Задания:
• a. Выпишите из интервью дословно фрагмент, который начинается словами «Иногда на уровне» и заканчивается словами «ваш метод репетирования?».
• b. Кто, согласно интервью, предложил читать «Битву жизни» Диккенса вместо того, чтобы разыгрывать её?

____ Текст для чтения

Н. С. Ход? Или жанровое предчувствие?
С. Ж. И то и другое. Как это было с Диккенсом. Мы серьезно разыгрывали его «Битву жизни», и у нас получалась такая белиберда… Было стыдно, что мы потратили на этот материал столько времени… И вдруг наш художник, Александр Боровский, говорит: а давайте будем его читать… И мы сели у камина и стали читать Диккенса… И вдруг возникла дистанция между персонажами и артистами, возникло что-то живое, появился юмор, и стало получаться. Спектакль рождался очень трудно, а сейчас мы играем его радостно… он как будто пережил второе рождение. А как трудно было с Платоновым… Я стал сочинять композицию, как по Лескову: выходит один человек, рассказывает в третьем лице, что произошло, потом другой, — и понял, что не могу таким образом пробиться к сути платоновской прозы. И мы перевели авторский рассказ в сокровенный разговор от первого лица, в камерное пространство… Иногда сценографическое решение меняет всю композицию. Когда мы вместе с ребятами, с художником нашли такой ход — сокровенный разговор, — мы поняли: это может происходить только в комнате. И тогда чувство правды возникает. Они сейчас просто разговаривают. Я, отец, говорю про сына: «Вот Никита пришел», а Никита говорит про отца… Я, отец, лучше понимаю своего сына… а он лучше понимает меня… Мы про другого человека иногда понимаем лучше и глубже, чем про себя. А про меня понимают лучше другие. Потом я пытался применить этот ход в Чехове, но он не выдержал. Мне так нравится эта идея, что я все понимаю про жену, про своих друзей, а про меня лучше понимают другие, — по-моему, она такая чеховская, но я просто не знаю, куда ее приложить, пока, к сожалению, не могу найти сопряжения… Так что здесь трудно сказать, в какой момент что находишь.
Иногда на уровне литературы уже что-то обрелось, иногда монтаж меняется, иногда появляется идея художника, иногда репетиции — время складывания композиции и спектакля… Как говорил Пикассо — главное не искать, а главное находить…
Н. С. Но вот уже ход найден и тогда?.. Каков ваш метод репетирования?

________
____ Исходные материалы

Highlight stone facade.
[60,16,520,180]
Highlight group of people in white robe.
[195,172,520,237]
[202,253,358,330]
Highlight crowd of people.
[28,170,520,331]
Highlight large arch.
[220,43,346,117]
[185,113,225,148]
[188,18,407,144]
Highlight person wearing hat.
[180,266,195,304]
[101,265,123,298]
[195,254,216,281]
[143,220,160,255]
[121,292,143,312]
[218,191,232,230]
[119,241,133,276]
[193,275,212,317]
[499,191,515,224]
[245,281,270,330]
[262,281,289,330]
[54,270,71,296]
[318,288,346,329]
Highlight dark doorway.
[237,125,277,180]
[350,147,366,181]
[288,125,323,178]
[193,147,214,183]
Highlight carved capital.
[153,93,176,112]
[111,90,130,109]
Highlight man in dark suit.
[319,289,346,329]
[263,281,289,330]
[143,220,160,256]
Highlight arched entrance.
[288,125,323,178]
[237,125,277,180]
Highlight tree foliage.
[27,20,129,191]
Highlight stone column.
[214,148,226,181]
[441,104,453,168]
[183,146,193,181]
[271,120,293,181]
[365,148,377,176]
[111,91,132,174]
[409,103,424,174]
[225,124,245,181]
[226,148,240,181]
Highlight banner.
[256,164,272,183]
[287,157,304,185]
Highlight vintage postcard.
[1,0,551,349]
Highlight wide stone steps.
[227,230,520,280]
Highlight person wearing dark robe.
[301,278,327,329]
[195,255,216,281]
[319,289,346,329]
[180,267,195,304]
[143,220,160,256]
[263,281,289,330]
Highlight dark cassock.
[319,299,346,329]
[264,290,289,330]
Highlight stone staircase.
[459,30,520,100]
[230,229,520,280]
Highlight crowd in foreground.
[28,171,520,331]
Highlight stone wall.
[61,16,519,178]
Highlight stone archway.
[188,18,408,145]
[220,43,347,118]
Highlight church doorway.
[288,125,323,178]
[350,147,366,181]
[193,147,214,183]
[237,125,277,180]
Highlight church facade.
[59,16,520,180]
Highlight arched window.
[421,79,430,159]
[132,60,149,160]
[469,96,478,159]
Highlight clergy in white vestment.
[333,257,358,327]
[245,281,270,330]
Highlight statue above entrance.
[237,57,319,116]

________

Ответы к заданиям:
• a.
Иногда на уровне литературы уже что-то обрелось, иногда монтаж меняется, иногда появляется идея художника, иногда репетиции — время складывания композиции и спектакля… Как говорил Пикассо — главное не искать, а главное находить…
Н. С. Но вот уже ход найден и тогда?.. Каков ваш метод репетирования?

• b. Художник Александр Боровский.